Consigne. Dans l'article sur le transfert d'Omar el-Béchir à la CPI, recopiez mot pour mot tout le passage qui va de « JUSTICE. Même si » jusqu'à « la question divise. ».

JUSTICE. Même si les autorités et les rebelles du Darfour se sont entendus pour que l’ancien dictateur soit remis à la justice internationale, la question divise.

Par Viviane Forson (avec AFP)

La décision des autorités soudanaises de transférer l’ex-président Omar el-Béchir à la Cour pénale internationale (CPI), qui siège à La Haye pour poursuivre les plus graves crimes internationaux commis depuis 2002 continue d’interroger. En effet, poursuivi depuis 2009 par la justice internationale sur des accusations de crimes contre l’humanité dans le cadre du conflit au Darfour, Omar el-Béchir a toujours déjoué les tentatives d’arrestation tant qu’il était au pouvoir. Et ce, tout en se rendant dans plusieurs pays africains, mais aussi en Syrie et en Russie, faute de coopération entre les États. Mais cette fois, le gouvernement de transition a reçu ce qui semble être un accord de principe après des pourparlers de paix avec les rebelles du Darfour pour présenter tous les acteurs recherchés dans cette guerre meurtrière dont a été le théâtre cette région tourmentée de l’ouest du Soudan. « Ceux qui ont été accusés par la CPI doivent y aller », a affirmé Mohamed al-Taayichi, membre du Conseil souverain soudanais, dans un communiqué. « L’un d’entre eux est el-Béchir et (il y en a) trois autres », a-t-il ensuite précisé lors d’une conférence de presse dans la capitale du Soudan du Sud, Juba.

Relancer un processus au point mort
La décision des autorités de Khartoum permet de relancer une procédure au point mort. Une respiration pour la justice internationale qui a connu de nombreux échecs ces dernières années. Car, il faut rappeler que la procureure de la Cour pénale internationale, Fatou Bensouda, avait dû suspendre le dossier il y a deux ans, faute de coopération des pays africains qui ont pourtant ratifié le traité de la juridiction internationale. En revanche, le mandat d’arrêt contre Omar el-Béchir est toujours en vigueur.

Données du corpus.
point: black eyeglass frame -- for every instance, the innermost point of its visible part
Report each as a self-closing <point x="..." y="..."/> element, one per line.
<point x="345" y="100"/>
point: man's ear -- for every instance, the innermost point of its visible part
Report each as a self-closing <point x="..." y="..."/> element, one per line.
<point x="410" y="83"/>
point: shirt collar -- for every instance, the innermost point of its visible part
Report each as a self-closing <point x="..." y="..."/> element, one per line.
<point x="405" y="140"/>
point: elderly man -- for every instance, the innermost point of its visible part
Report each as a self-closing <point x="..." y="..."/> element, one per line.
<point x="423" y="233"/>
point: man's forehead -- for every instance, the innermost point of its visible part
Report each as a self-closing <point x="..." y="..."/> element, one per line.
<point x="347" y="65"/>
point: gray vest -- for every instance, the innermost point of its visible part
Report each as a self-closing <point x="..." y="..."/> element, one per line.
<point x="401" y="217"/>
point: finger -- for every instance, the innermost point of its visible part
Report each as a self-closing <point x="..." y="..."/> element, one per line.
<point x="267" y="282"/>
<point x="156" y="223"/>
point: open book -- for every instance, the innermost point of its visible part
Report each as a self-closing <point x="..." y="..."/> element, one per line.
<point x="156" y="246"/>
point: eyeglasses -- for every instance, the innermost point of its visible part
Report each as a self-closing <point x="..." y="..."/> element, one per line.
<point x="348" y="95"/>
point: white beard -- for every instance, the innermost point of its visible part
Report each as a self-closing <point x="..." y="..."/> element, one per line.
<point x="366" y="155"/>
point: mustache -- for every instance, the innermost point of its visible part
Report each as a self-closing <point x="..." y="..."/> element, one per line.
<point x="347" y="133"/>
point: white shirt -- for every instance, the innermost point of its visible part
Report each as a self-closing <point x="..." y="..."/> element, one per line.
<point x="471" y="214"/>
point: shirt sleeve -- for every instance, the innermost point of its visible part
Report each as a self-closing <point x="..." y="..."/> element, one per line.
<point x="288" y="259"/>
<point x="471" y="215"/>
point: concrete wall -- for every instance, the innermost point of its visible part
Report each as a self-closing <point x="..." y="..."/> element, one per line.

Résultat de l'exercice.
JUSTICE. Même si les autorités et les rebelles du Darfour se sont entendus pour que l’ancien dictateur soit remis à la justice internationale, la question divise.